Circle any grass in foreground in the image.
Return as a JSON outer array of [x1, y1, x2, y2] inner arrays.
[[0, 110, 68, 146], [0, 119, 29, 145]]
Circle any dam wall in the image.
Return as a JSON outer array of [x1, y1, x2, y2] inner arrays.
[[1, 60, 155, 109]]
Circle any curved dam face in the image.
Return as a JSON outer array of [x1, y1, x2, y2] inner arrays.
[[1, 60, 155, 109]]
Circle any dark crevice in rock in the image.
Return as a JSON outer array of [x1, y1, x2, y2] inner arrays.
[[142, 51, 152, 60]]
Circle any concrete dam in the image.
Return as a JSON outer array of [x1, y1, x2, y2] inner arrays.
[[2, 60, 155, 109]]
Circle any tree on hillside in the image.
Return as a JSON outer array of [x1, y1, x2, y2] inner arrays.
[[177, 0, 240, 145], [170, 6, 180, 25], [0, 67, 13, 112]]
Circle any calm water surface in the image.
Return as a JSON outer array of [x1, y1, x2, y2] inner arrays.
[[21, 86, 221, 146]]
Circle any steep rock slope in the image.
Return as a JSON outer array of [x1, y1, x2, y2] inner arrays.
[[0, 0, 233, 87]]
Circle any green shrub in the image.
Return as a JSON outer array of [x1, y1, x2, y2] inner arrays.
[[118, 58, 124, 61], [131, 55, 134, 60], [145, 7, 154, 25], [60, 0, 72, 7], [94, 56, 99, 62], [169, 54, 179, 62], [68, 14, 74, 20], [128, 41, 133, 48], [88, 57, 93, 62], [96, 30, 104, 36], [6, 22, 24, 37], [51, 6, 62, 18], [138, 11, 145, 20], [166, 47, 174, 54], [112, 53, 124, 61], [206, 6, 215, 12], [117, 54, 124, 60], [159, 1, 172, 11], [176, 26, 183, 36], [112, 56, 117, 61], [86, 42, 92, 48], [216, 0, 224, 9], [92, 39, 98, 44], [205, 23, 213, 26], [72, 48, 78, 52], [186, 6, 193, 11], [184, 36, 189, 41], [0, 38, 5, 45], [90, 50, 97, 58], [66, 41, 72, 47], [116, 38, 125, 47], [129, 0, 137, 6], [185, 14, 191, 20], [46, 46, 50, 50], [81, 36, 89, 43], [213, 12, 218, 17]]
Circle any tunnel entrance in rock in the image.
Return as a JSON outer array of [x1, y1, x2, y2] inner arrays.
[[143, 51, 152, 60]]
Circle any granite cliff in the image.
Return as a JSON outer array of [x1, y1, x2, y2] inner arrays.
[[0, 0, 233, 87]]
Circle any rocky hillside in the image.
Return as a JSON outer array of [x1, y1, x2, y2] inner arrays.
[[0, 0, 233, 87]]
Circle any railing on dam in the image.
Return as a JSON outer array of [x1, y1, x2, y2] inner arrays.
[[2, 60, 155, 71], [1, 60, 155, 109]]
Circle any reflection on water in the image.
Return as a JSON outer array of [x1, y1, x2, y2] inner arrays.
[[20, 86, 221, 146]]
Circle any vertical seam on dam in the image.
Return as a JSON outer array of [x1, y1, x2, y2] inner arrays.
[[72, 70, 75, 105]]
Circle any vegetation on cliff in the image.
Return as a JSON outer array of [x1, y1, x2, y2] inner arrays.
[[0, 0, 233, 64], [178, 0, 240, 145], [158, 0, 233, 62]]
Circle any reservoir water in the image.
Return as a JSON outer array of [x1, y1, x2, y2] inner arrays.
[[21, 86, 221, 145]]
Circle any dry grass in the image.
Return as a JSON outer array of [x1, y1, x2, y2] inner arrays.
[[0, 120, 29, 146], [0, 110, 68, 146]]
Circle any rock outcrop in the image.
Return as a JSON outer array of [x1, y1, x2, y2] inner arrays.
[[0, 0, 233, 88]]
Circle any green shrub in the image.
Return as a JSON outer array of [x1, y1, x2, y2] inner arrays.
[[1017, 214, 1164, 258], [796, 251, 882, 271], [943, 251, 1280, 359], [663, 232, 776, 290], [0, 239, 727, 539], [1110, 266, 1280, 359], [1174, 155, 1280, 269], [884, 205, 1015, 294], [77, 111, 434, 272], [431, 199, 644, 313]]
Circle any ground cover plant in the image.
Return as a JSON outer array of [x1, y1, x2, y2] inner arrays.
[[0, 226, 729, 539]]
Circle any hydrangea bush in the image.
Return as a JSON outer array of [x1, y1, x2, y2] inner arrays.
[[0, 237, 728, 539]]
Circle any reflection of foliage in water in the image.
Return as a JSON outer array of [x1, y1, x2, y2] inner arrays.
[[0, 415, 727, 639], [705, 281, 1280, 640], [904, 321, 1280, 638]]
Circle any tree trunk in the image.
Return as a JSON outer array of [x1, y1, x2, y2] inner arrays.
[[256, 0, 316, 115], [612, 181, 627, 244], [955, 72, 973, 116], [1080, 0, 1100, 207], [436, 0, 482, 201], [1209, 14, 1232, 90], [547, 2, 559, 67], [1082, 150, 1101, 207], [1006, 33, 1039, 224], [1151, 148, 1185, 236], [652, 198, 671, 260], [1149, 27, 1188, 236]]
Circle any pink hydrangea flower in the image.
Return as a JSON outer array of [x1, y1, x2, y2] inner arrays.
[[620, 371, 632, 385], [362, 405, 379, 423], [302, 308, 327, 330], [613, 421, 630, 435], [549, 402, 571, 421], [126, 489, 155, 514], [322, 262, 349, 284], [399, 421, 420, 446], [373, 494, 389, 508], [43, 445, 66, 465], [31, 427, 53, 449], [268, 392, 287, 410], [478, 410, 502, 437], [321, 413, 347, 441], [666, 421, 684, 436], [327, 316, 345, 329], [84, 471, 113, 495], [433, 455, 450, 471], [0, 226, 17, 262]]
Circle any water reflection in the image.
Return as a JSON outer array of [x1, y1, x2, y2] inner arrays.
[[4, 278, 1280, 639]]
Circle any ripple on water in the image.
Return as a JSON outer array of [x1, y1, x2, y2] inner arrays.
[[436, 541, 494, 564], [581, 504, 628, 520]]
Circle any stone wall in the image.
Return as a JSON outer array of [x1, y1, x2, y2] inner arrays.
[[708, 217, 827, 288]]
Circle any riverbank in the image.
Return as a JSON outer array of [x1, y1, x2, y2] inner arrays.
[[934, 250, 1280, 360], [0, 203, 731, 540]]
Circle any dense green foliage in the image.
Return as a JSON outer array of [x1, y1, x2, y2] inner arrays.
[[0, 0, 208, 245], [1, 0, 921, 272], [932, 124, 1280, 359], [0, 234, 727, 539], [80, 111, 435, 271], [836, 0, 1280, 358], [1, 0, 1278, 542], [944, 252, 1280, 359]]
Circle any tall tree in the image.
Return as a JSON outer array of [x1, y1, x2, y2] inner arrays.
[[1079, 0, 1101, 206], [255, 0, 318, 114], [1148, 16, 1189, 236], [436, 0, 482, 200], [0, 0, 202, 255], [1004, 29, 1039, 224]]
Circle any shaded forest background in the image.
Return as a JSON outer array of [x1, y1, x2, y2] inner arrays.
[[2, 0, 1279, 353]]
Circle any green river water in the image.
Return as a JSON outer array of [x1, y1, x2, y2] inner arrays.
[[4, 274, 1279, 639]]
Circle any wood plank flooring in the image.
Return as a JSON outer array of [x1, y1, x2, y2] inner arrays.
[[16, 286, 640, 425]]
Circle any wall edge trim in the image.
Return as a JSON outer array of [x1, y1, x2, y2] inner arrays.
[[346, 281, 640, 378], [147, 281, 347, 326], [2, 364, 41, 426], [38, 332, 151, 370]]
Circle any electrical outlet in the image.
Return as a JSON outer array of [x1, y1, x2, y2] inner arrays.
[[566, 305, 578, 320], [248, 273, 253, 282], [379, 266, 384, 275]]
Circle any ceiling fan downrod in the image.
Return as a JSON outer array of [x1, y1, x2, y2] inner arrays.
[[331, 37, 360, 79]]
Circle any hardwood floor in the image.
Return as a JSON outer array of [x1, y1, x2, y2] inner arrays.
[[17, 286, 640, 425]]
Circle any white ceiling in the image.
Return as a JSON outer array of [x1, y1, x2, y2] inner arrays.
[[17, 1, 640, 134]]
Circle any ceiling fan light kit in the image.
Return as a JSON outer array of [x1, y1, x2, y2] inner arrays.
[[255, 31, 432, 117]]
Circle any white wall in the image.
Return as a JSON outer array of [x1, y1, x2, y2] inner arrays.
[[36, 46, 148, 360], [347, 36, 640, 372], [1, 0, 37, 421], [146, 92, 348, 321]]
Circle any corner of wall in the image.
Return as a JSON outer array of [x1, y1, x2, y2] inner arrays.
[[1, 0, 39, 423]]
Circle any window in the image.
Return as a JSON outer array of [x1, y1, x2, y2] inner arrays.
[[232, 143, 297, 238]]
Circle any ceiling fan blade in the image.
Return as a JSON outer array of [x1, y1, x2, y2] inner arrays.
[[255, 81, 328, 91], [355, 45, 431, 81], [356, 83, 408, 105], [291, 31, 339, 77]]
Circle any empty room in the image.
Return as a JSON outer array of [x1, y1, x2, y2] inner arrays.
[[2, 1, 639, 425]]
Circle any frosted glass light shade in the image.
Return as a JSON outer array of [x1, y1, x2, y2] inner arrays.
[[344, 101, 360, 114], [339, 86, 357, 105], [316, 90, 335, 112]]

Exercise description: For every line in the listing above that contains "white", copy that line.

Task response:
Circle any white ceiling in the image.
Circle any white wall in the image.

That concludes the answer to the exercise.